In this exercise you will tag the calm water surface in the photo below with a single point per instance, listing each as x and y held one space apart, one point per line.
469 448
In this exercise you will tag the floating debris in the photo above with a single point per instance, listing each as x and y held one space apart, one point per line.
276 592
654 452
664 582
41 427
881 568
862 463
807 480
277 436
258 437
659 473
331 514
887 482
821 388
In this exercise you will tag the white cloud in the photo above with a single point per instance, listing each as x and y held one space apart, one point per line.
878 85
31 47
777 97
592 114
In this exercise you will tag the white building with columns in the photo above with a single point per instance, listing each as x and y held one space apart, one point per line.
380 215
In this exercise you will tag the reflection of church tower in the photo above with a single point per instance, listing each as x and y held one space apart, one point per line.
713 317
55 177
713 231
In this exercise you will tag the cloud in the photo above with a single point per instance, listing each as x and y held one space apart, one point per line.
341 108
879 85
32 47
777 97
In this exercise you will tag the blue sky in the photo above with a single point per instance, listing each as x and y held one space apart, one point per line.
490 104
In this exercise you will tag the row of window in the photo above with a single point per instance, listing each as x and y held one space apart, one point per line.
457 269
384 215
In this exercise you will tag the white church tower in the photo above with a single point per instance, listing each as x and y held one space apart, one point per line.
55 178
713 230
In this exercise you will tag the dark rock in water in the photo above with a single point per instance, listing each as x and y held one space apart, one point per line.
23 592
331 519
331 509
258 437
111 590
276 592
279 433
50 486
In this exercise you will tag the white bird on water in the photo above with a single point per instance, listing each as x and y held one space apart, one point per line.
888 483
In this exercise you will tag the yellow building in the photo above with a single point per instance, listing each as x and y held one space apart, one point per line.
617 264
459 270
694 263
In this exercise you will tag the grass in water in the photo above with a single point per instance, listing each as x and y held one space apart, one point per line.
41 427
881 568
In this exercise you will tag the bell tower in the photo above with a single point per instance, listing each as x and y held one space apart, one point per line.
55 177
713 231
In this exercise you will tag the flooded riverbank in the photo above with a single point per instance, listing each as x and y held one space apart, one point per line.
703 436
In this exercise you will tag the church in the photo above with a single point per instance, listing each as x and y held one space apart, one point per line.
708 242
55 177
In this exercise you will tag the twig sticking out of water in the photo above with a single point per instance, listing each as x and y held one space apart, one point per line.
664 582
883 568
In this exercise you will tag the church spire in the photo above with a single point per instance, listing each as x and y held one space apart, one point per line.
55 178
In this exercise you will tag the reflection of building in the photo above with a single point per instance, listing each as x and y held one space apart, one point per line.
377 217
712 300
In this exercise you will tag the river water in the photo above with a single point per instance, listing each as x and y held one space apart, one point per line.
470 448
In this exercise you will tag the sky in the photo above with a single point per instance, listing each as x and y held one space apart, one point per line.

--- --- ---

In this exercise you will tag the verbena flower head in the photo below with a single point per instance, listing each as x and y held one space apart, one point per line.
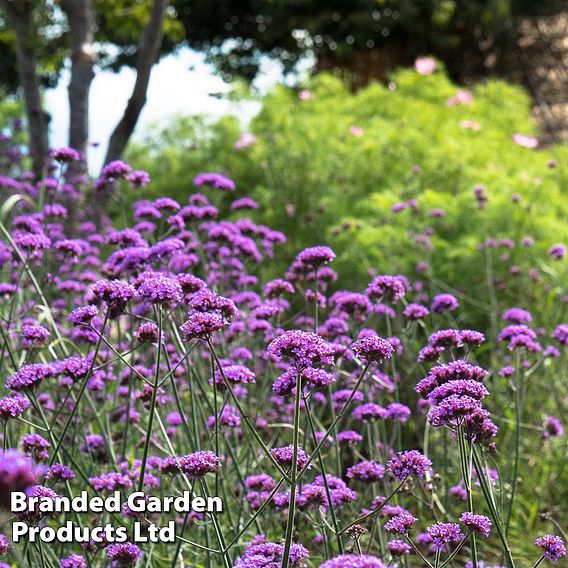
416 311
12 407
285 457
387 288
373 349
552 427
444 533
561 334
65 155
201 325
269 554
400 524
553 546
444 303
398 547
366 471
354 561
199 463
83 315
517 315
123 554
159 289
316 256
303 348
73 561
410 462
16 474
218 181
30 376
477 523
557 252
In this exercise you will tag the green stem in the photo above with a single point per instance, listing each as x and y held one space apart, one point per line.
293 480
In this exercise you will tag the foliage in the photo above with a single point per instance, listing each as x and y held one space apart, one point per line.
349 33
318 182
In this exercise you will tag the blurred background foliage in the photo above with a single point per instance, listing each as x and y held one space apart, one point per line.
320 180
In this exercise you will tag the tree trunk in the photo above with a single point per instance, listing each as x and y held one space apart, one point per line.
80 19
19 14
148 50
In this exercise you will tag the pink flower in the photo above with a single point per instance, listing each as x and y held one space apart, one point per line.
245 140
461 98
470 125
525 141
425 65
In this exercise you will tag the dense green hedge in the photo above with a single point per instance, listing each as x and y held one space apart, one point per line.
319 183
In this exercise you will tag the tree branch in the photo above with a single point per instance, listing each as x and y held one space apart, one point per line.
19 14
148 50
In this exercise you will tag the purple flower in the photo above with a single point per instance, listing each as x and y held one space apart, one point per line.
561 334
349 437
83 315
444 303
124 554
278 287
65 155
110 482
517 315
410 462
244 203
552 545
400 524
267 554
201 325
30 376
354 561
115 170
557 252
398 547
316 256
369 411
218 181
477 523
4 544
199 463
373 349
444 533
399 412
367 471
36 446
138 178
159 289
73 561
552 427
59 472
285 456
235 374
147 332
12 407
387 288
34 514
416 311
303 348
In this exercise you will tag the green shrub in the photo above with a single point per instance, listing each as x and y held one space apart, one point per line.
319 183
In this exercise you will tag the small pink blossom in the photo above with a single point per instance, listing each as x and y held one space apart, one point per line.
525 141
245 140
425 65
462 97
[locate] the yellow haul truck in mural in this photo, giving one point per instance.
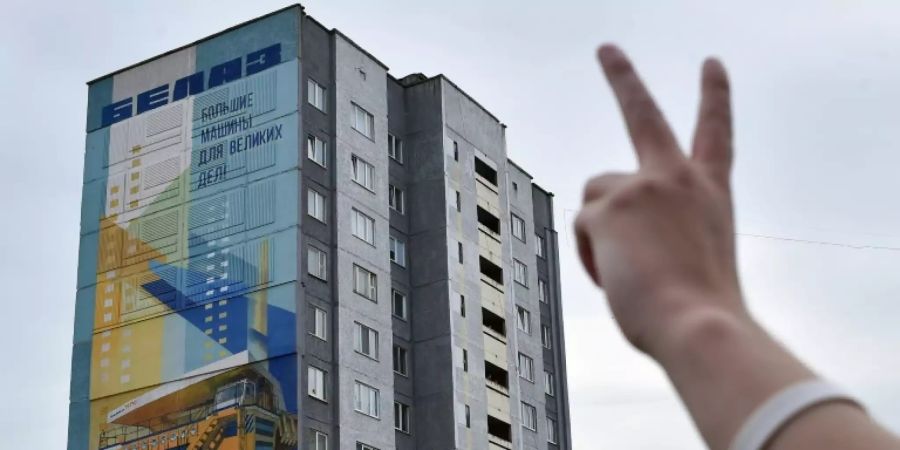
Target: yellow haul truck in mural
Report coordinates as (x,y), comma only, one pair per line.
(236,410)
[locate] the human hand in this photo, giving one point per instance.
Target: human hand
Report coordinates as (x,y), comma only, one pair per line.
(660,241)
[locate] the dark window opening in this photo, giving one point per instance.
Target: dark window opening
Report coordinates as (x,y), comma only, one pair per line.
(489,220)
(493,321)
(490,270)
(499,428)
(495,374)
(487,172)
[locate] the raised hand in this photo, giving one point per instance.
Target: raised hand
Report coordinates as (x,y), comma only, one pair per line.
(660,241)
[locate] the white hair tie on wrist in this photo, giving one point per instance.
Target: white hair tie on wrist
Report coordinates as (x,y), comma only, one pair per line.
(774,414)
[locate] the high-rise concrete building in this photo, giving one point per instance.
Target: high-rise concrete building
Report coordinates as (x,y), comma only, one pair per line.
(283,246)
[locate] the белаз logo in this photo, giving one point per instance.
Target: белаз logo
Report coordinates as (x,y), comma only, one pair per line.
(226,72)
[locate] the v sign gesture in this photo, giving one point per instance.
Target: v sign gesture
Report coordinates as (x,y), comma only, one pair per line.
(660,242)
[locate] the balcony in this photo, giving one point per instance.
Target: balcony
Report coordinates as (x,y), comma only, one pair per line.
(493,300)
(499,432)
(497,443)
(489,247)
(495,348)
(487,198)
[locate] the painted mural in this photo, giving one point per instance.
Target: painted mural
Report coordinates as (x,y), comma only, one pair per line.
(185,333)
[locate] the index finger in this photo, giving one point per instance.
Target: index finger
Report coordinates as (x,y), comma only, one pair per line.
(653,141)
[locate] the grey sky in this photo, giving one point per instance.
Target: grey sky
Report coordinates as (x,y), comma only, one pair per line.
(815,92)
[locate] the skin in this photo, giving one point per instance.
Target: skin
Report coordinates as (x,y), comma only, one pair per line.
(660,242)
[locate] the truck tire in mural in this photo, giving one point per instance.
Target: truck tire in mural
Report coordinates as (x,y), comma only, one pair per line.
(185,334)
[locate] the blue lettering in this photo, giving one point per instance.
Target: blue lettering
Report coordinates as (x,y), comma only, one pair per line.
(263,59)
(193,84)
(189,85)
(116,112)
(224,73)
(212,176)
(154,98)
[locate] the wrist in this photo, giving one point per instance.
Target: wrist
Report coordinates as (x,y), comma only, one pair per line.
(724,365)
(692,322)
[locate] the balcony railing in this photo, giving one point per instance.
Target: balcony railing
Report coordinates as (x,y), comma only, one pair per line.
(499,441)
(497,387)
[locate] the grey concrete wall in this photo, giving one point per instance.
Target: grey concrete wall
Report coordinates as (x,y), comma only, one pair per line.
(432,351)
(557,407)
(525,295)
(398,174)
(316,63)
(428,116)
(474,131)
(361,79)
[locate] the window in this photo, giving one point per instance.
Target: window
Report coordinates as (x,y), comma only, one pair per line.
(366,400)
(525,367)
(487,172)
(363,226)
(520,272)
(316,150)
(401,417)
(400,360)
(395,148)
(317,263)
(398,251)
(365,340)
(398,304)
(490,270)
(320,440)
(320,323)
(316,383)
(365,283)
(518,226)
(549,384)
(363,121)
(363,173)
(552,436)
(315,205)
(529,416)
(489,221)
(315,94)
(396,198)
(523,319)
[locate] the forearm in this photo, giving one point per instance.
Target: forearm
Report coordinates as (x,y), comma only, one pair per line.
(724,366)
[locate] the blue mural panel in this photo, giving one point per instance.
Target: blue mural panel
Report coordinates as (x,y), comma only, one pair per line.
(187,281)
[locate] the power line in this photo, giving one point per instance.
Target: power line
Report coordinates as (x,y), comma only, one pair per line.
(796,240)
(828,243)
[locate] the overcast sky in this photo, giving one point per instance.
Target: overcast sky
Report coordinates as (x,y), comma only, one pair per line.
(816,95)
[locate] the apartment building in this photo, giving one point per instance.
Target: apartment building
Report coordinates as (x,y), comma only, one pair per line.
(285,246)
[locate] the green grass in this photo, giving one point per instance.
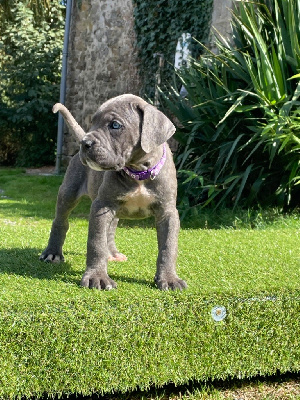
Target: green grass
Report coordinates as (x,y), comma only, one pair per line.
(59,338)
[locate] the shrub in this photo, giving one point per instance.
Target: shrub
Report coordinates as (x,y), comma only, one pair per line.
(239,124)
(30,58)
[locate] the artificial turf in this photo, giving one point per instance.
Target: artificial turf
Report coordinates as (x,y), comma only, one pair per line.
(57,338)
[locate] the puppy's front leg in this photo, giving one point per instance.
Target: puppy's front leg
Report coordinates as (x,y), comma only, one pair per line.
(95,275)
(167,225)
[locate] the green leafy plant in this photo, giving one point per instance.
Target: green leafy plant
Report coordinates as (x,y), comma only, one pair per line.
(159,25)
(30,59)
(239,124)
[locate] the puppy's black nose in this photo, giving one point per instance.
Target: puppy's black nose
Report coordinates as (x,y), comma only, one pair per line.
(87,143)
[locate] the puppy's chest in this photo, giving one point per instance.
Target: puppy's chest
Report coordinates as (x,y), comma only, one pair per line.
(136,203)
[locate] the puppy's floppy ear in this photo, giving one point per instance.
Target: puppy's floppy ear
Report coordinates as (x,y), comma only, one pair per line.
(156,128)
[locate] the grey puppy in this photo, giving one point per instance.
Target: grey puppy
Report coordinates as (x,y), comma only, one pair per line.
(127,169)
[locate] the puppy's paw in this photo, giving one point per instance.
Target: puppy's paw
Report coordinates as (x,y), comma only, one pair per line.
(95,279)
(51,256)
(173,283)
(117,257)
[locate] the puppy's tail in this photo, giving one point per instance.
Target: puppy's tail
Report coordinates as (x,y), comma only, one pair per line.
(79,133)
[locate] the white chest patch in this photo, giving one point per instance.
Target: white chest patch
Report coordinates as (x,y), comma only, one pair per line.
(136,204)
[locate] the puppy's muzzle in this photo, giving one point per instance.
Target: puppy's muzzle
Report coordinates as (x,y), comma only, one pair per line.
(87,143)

--- --- ---

Do this. How many lines in the records above contain the string "front", with case counting? Reply with the number alone.

Response. 2